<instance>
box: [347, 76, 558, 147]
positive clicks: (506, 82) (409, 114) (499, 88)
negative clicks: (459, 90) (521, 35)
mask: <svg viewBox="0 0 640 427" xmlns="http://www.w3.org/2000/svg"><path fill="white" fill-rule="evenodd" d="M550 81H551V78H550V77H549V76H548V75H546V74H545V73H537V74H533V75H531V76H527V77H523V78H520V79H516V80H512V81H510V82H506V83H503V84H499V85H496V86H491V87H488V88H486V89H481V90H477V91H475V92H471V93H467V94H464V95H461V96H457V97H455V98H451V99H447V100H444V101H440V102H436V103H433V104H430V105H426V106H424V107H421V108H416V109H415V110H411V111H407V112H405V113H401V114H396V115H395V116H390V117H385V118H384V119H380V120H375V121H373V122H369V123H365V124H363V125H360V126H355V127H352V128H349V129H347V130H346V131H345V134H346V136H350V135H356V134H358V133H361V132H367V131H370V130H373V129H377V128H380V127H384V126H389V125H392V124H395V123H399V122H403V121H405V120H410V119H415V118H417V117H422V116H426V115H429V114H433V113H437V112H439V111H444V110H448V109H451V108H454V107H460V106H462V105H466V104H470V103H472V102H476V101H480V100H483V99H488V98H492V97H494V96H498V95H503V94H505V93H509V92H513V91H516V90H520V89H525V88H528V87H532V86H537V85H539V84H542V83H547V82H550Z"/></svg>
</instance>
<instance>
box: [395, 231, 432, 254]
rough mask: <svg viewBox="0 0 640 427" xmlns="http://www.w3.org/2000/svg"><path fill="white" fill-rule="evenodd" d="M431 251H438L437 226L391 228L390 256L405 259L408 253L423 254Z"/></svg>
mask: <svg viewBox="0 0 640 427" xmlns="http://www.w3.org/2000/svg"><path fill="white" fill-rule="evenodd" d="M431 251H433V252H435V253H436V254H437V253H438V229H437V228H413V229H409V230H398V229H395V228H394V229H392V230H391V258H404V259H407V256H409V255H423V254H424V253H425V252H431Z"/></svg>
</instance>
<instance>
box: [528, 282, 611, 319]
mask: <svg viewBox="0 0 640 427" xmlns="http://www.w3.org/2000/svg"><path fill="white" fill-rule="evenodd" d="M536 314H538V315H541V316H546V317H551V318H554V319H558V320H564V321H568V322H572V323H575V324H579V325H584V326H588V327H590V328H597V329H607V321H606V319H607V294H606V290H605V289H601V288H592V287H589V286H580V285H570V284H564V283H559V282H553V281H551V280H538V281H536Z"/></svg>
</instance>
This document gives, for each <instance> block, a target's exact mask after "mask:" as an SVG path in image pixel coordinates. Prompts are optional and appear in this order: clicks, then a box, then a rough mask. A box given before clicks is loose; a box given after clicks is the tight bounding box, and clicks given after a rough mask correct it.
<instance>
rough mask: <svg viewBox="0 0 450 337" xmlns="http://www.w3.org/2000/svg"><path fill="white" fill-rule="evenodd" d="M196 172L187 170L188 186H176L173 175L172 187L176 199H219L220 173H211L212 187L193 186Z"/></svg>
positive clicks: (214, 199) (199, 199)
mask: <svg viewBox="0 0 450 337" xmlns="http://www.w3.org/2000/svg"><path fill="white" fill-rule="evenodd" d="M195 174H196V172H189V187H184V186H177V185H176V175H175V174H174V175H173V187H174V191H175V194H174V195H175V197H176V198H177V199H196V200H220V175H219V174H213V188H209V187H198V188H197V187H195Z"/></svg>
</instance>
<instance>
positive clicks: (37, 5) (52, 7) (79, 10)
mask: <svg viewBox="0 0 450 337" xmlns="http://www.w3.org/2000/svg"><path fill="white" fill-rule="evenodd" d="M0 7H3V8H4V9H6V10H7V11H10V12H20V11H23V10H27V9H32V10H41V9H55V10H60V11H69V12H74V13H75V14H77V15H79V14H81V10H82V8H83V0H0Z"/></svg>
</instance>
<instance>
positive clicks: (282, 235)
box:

# Task instructions
Send back the whole listing, exactly as written.

# Output of the exercise
<instance>
box: [347, 76, 558, 147]
positive clicks: (506, 82) (409, 114) (499, 88)
negative clicks: (459, 90) (521, 35)
mask: <svg viewBox="0 0 640 427" xmlns="http://www.w3.org/2000/svg"><path fill="white" fill-rule="evenodd" d="M550 81H551V78H550V77H549V76H548V75H546V74H545V73H537V74H533V75H531V76H527V77H523V78H520V79H516V80H512V81H510V82H506V83H503V84H499V85H496V86H491V87H488V88H486V89H481V90H477V91H475V92H471V93H467V94H464V95H461V96H457V97H455V98H451V99H447V100H444V101H440V102H436V103H433V104H430V105H426V106H424V107H421V108H416V109H415V110H411V111H407V112H405V113H401V114H396V115H395V116H390V117H385V118H384V119H380V120H375V121H373V122H369V123H365V124H363V125H360V126H355V127H352V128H349V129H347V130H346V131H345V134H346V136H350V135H356V134H358V133H361V132H367V131H370V130H373V129H377V128H380V127H384V126H389V125H392V124H395V123H399V122H403V121H405V120H410V119H415V118H417V117H422V116H426V115H429V114H433V113H437V112H439V111H444V110H448V109H451V108H454V107H460V106H462V105H466V104H470V103H472V102H476V101H480V100H483V99H488V98H492V97H494V96H498V95H503V94H505V93H509V92H513V91H516V90H520V89H525V88H528V87H532V86H537V85H539V84H542V83H547V82H550Z"/></svg>
</instance>
<instance>
box: [395, 231, 432, 254]
rough mask: <svg viewBox="0 0 640 427" xmlns="http://www.w3.org/2000/svg"><path fill="white" fill-rule="evenodd" d="M431 251H438L437 226L391 228L390 256L405 259L408 253L423 254Z"/></svg>
mask: <svg viewBox="0 0 640 427" xmlns="http://www.w3.org/2000/svg"><path fill="white" fill-rule="evenodd" d="M431 251H433V252H435V253H436V254H437V253H438V229H437V228H413V229H409V230H398V229H395V228H394V229H392V230H391V258H404V259H407V256H409V255H423V254H424V253H425V252H431Z"/></svg>
</instance>
<instance>
box: [528, 282, 611, 319]
mask: <svg viewBox="0 0 640 427" xmlns="http://www.w3.org/2000/svg"><path fill="white" fill-rule="evenodd" d="M536 314H538V315H541V316H546V317H551V318H554V319H558V320H564V321H568V322H572V323H575V324H579V325H584V326H588V327H590V328H597V329H607V321H606V319H607V294H606V290H605V289H601V288H592V287H589V286H580V285H570V284H564V283H559V282H553V281H551V280H538V281H536Z"/></svg>
</instance>
This document gives, for each <instance> block, a target's exact mask after "mask:" as an SVG path in image pixel coordinates. Prompts are optional and appear in this order: clicks, then a box, then a rough mask. A box given before clicks is loose; a box given after clicks is the tight bounding box, and clicks given after a rough mask correct it.
<instance>
rough mask: <svg viewBox="0 0 450 337" xmlns="http://www.w3.org/2000/svg"><path fill="white" fill-rule="evenodd" d="M196 172L187 170L188 186H176L173 175L172 187L176 199H219L220 173H211L212 187L193 186Z"/></svg>
positive clicks: (214, 199) (199, 199)
mask: <svg viewBox="0 0 450 337" xmlns="http://www.w3.org/2000/svg"><path fill="white" fill-rule="evenodd" d="M195 174H196V172H189V187H184V186H177V185H176V175H175V174H174V175H173V187H174V191H175V194H174V195H175V197H176V198H177V199H196V200H220V175H219V174H213V188H209V187H198V188H197V187H195Z"/></svg>
</instance>
<instance>
positive clicks: (37, 5) (52, 7) (79, 10)
mask: <svg viewBox="0 0 450 337" xmlns="http://www.w3.org/2000/svg"><path fill="white" fill-rule="evenodd" d="M0 7H3V8H4V9H6V10H7V11H10V12H20V11H23V10H27V9H32V10H41V9H55V10H60V11H69V12H74V13H75V14H77V15H79V14H81V10H82V8H83V0H0Z"/></svg>
</instance>
<instance>
positive clicks: (282, 235)
box:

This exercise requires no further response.